Directions> Write out, word for word, the part of the listing that opens with the line containing "Could you point out the rocky" and continues through the last line of the listing, both ends included.

[Pointing dataset excerpts]
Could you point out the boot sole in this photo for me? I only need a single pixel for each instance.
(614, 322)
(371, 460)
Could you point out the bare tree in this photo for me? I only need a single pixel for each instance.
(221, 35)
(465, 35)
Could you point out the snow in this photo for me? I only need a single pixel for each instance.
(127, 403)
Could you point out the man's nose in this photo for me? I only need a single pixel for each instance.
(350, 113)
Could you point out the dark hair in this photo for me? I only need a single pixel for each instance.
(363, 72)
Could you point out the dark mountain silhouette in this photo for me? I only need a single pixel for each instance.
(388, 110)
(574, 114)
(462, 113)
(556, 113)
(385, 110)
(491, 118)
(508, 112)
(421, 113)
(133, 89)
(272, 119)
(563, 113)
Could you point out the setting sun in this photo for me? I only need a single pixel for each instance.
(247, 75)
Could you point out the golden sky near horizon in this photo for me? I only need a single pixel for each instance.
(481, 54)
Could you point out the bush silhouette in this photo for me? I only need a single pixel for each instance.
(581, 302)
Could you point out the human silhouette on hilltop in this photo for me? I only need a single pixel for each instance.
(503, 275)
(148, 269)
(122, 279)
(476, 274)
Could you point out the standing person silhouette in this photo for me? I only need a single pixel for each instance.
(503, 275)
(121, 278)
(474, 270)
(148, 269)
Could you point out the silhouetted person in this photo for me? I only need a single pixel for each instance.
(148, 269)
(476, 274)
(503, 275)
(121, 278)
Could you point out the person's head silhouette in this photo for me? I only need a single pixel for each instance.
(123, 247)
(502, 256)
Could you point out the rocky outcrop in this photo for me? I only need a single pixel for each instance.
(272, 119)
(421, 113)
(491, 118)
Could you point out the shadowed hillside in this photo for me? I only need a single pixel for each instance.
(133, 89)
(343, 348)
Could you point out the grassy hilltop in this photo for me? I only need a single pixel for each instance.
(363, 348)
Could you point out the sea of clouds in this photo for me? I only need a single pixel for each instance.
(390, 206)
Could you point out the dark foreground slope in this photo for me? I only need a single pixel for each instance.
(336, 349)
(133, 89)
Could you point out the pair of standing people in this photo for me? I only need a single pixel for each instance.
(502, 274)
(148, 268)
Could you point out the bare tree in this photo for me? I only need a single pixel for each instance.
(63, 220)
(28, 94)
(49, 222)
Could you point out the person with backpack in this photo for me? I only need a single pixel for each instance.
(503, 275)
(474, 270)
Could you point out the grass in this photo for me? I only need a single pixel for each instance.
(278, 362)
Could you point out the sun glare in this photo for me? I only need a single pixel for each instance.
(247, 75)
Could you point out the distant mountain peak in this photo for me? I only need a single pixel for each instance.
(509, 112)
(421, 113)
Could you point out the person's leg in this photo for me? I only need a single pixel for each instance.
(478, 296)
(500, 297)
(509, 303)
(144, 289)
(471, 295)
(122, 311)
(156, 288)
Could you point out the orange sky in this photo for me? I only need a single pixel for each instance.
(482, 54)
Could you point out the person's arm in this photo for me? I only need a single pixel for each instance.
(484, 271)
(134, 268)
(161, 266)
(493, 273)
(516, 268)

Output of the exercise>
Could you point out the rocky outcrop in this photo for me? I only need a single pixel for each instance.
(272, 119)
(421, 113)
(491, 118)
Could you point out the shadowed hillside in this photo for me? I only need a single pixel for each instance.
(133, 89)
(343, 348)
Could you point out the grassy hilltop in this photo for me? I only need a single pixel for each instance.
(363, 348)
Could you point out the sea of clouds in this photo for me? I only need a single pixel for each instance.
(390, 206)
Could you point out the dark foreground slope in this photo for me? I only need a single pixel for each instance.
(336, 349)
(133, 89)
Could you point out the pair of standing people in this photo for me? I only need a single pixel for each instance.
(502, 274)
(148, 268)
Could you point out the bare tree in this photo for me? I only need a single pixel for each instance.
(63, 220)
(28, 94)
(49, 222)
Could you point out the person with backpack in this photo for me? I only need a single pixel for each instance.
(503, 275)
(474, 270)
Could you point out the grass in this photo for me? I only need a single pixel for each instance.
(278, 362)
Could you point out the sun glare in this photo for me? I only need a single pixel for each instance.
(247, 75)
Could you point out the distant mountain peak in this photo for me? I only need a single pixel for each instance.
(509, 112)
(421, 113)
Could you point out the person's leg in this photo for me? I only need a single pixel for each instance.
(478, 296)
(500, 297)
(509, 303)
(144, 289)
(471, 295)
(122, 311)
(156, 288)
Could you point out the orange sky in this photo for me? I only need a single pixel for each instance.
(482, 54)
Could you point out the person's arm in this photo for me? I only need a single pixel for each instance.
(484, 271)
(134, 268)
(161, 266)
(493, 273)
(516, 268)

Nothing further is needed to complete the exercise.